Go through the entries and copy every one exactly.

» **STUDY MATERIAL**
++++++++

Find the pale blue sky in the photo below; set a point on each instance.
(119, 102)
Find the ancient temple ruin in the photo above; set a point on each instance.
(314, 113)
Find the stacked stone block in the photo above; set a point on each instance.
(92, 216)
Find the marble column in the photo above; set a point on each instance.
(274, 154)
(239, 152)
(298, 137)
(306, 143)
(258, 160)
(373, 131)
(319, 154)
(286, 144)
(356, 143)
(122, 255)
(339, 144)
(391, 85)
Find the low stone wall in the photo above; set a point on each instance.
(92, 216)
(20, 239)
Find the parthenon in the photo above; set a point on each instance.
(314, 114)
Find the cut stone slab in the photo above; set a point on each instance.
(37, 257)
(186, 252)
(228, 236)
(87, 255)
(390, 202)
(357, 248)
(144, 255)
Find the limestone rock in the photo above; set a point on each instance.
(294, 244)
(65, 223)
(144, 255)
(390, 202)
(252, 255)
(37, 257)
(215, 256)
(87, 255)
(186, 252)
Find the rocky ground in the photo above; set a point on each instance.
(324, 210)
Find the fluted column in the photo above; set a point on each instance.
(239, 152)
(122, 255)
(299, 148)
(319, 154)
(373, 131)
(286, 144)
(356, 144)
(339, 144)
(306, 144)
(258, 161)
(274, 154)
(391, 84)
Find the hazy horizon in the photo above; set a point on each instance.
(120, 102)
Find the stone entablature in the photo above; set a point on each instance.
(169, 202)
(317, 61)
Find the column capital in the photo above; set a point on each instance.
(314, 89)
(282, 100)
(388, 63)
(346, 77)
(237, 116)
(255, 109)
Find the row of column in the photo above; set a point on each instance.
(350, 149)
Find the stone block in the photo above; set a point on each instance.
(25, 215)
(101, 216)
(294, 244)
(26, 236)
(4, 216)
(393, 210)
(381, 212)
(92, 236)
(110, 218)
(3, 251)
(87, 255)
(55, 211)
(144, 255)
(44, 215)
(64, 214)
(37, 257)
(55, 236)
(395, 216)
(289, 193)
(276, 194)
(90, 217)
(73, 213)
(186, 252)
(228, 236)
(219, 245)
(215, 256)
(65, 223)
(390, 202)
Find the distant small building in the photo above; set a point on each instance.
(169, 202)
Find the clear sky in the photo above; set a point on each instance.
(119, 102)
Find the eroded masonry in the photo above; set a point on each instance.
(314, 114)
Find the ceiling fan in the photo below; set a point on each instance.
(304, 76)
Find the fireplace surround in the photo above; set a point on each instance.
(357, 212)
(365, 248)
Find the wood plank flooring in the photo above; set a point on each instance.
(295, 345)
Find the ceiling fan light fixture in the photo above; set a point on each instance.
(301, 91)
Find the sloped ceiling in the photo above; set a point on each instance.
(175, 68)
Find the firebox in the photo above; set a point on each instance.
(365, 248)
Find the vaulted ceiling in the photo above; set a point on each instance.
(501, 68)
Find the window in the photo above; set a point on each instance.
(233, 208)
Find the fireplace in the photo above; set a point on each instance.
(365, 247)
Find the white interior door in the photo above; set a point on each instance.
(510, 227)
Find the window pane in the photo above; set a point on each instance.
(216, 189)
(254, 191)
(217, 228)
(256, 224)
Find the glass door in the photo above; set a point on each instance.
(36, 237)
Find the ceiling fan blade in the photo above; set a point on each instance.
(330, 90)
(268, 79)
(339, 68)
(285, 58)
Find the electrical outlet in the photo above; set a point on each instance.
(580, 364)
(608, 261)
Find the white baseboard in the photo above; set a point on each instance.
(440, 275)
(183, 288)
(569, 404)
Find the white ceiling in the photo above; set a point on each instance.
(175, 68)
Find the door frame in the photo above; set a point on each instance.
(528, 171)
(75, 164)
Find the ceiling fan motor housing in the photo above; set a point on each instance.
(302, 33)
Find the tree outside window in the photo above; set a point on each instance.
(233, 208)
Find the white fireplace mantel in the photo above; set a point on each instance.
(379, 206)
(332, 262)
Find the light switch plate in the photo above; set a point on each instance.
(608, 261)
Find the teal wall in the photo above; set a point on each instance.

++++++++

» **RESPONSE FOR THIS EXERCISE**
Find the pale blue sky in the photo below; set a point on each instance.
(119, 102)
Find the ancient temple ruin in the photo above; set a point on each instance.
(314, 113)
Find the stacked stone block in the photo above; set a point on each instance.
(92, 216)
Find the marble column in the photo above; set a point on each instance.
(274, 154)
(239, 152)
(298, 137)
(306, 143)
(258, 160)
(373, 131)
(319, 154)
(286, 144)
(356, 143)
(122, 255)
(339, 144)
(391, 85)
Find the low stone wall in the photo above; set a point on each instance.
(92, 216)
(20, 239)
Find the parthenon in the photo above; set a point on each instance.
(314, 114)
Find the cut stone slab in the photo above; set a point on each instance.
(37, 257)
(186, 252)
(228, 236)
(87, 255)
(390, 202)
(357, 248)
(144, 255)
Find the limestone rock in the photo above; set a point on each instance.
(294, 244)
(65, 223)
(144, 255)
(390, 202)
(252, 255)
(37, 257)
(215, 256)
(87, 255)
(186, 252)
Find the rocky ground in the photo above; set a point on each instance.
(324, 210)
Find the fluted column in the photo above; set a point on each instance.
(239, 152)
(122, 255)
(299, 148)
(319, 154)
(373, 131)
(286, 144)
(356, 144)
(339, 144)
(306, 144)
(258, 161)
(274, 154)
(391, 84)
Find the hazy horizon in the photo above; set a point on each instance.
(120, 102)
Find the stone entablature in the photo above; set a point on each instance.
(169, 202)
(317, 61)
Find the column capital in the photo above; set a point on each instance.
(314, 89)
(282, 100)
(388, 63)
(346, 77)
(237, 116)
(255, 109)
Find the row of column in the photo above; set a point on each instance.
(350, 149)
Find the stone block in the photo above; set a point on each instance.
(25, 215)
(101, 216)
(294, 244)
(26, 236)
(4, 216)
(393, 210)
(381, 212)
(92, 236)
(110, 218)
(3, 251)
(87, 255)
(55, 211)
(144, 255)
(44, 215)
(64, 214)
(37, 257)
(55, 236)
(395, 216)
(289, 193)
(276, 194)
(90, 217)
(73, 213)
(186, 252)
(228, 236)
(219, 245)
(215, 256)
(65, 223)
(390, 202)
Find the distant small building in the photo above; set a point on each instance.
(169, 202)
Find the clear sky in the photo above; set a point on each instance.
(119, 102)
Find the eroded masonry in the photo above; set a point on each instance.
(314, 114)
Find the ceiling fan in the photo below; set a point on each instance.
(304, 76)
Find the fireplace surround in the photo above; set a point on each instance.
(357, 212)
(365, 248)
Find the wood plank flooring in the photo above; set a point on each instance.
(295, 345)
Find the ceiling fan light fixture in the photo above; set a point on each instance.
(301, 91)
Find the sloped ceiling in the photo above; set a point on each instance.
(175, 68)
Find the firebox in the photo above; set a point on each instance.
(365, 248)
Find the vaulted ceiling in the photo above; set a point on each instance.
(501, 68)
Find the window in the photo above; set a point on each instance.
(233, 208)
Find the fireplace in the photo above; set a point on each instance.
(365, 247)
Find the white interior door in the photo above; set a point on each instance.
(510, 227)
Find the window pane in the photo above; set a point on each instance.
(216, 189)
(254, 191)
(217, 228)
(256, 224)
Find the glass door in the photo above; set a point on each instance.
(36, 237)
Find the ceiling fan blade in the photo above; set a point on each instance.
(330, 90)
(268, 79)
(339, 68)
(285, 58)
Find the electrical outlet in the photo above; set a point on each instance.
(580, 364)
(608, 261)
Find the white baseboard in the photo above; set a point on each instance.
(440, 275)
(183, 288)
(569, 404)
Find the white ceiling in the photo above; set a point on each instance.
(175, 68)
Find the door frame in the photo above; set a point on each instance.
(528, 171)
(75, 164)
Find the ceiling fan motor housing in the photo above; set a point on each instance.
(302, 33)
Find the tree outside window in the photo above; set a point on each instance.
(233, 208)
Find the white fireplace mantel in the photo above; set a point on each instance.
(379, 206)
(332, 262)
Find the light switch plate in the photo above; set a point on each instance.
(608, 261)
Find the teal wall in the photo above; set a point on each instance.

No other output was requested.